* **Exercise**:
Reproduce the lines below exactly. Begin with the first, end with the line containing "Q: Where on this screen is the winglet?", and leave out the pictures.

Referring expression grounding data:
"""

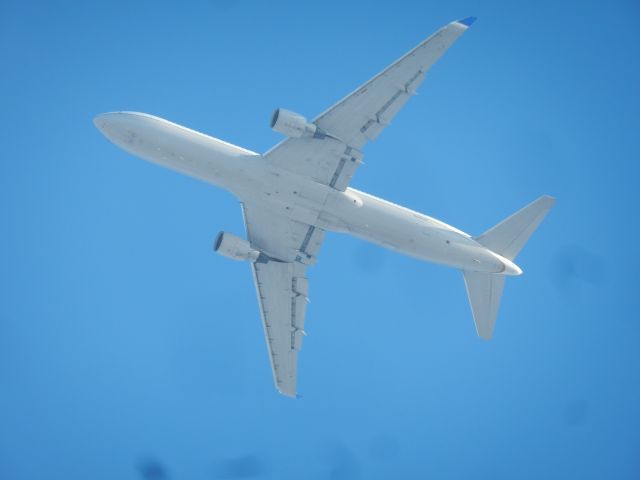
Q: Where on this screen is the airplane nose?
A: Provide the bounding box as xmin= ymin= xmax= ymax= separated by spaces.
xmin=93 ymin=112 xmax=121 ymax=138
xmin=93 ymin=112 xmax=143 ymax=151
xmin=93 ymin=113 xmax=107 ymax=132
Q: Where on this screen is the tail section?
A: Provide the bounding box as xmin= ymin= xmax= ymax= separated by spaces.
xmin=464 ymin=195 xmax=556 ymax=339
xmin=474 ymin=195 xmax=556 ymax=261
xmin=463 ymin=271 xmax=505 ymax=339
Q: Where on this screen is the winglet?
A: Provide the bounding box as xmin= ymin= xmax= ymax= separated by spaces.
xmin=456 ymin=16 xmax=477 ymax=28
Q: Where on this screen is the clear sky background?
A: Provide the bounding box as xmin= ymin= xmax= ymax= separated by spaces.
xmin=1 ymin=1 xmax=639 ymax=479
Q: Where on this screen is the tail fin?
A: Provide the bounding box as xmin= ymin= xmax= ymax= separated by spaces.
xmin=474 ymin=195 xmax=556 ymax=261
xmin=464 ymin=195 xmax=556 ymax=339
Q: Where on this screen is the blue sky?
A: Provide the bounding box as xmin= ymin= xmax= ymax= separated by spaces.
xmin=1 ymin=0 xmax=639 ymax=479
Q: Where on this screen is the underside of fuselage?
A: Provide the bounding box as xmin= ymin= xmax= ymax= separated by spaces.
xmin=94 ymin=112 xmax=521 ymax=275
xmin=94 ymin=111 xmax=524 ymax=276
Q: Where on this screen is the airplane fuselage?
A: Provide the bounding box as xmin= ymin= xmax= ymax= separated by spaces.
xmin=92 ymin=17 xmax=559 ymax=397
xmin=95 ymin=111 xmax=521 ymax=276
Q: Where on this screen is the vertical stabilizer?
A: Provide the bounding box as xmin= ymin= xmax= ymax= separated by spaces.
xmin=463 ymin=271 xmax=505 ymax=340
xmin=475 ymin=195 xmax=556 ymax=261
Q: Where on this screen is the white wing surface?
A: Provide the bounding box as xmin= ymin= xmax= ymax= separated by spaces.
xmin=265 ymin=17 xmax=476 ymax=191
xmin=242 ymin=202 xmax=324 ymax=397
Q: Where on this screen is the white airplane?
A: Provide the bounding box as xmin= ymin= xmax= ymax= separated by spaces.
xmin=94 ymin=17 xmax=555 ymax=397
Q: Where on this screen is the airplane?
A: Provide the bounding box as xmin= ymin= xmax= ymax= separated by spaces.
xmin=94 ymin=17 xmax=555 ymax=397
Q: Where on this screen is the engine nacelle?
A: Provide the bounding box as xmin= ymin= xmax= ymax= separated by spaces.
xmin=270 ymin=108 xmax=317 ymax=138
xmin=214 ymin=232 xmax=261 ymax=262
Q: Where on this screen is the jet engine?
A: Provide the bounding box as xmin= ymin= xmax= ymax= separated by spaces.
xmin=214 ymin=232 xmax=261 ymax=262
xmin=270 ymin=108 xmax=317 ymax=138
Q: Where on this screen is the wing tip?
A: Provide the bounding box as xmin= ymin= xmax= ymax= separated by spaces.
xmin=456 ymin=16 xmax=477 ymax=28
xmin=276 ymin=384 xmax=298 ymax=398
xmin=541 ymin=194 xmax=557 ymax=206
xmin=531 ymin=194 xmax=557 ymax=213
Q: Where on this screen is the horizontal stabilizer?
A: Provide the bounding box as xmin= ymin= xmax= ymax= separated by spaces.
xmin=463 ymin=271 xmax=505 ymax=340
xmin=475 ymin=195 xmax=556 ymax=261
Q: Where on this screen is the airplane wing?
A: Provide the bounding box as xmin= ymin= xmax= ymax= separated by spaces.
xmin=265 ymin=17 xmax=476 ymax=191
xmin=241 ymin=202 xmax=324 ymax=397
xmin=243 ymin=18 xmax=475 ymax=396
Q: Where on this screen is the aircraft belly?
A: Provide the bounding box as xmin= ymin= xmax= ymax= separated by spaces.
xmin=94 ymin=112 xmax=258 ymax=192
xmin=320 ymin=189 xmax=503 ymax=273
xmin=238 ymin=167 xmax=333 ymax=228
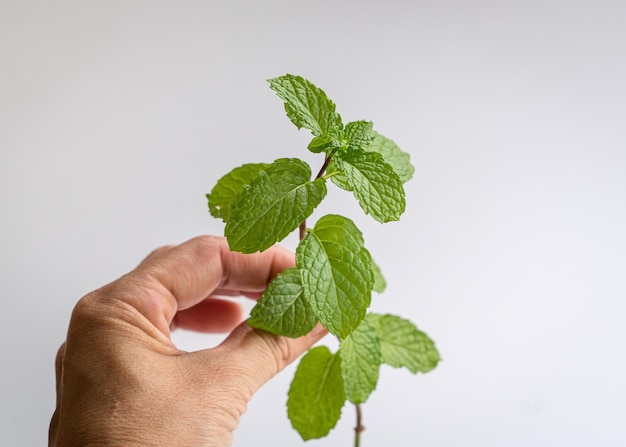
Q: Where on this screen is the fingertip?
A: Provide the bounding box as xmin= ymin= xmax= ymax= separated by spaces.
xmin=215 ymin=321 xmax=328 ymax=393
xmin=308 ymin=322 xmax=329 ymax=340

"""

* **Result of this task**:
Q: Where on this screen is the airplane nose?
A: Provide the bounding box as xmin= ymin= xmax= ymax= separated by spaces.
xmin=93 ymin=112 xmax=121 ymax=138
xmin=93 ymin=112 xmax=143 ymax=151
xmin=93 ymin=113 xmax=107 ymax=132
Q: Where on this screen is the tail section?
A: Provide the bounding box as xmin= ymin= xmax= ymax= separated by spaces.
xmin=464 ymin=195 xmax=556 ymax=339
xmin=474 ymin=195 xmax=556 ymax=261
xmin=463 ymin=271 xmax=505 ymax=339
Q: Where on this screen is the winglet?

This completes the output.